WORK REQUIRED
Will you transcribe all the entries word for word, skipping the pictures they hold?
-- START DATA FOR THIS TASK --
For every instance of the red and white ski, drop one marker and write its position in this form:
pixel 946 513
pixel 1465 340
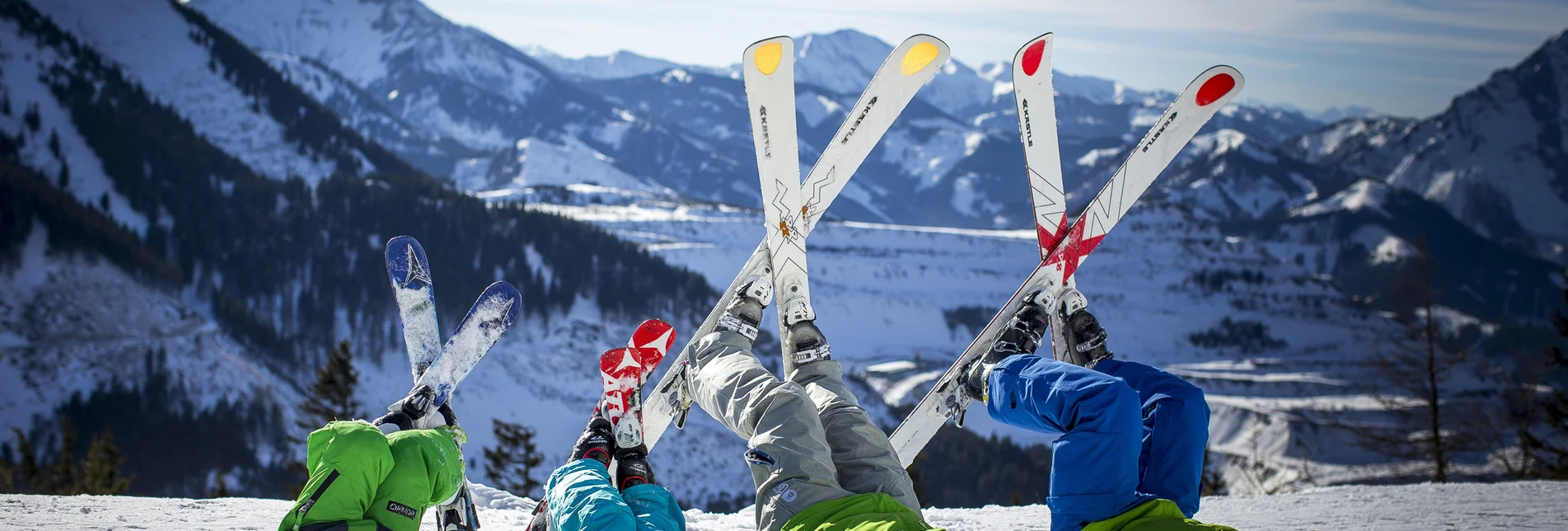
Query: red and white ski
pixel 1196 104
pixel 625 371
-- END DATA FOR THIS TASK --
TASK RESULT
For every instance of the red and white ski, drop one marker and write its position in this form:
pixel 946 513
pixel 1465 340
Query: red and white ski
pixel 1196 104
pixel 625 371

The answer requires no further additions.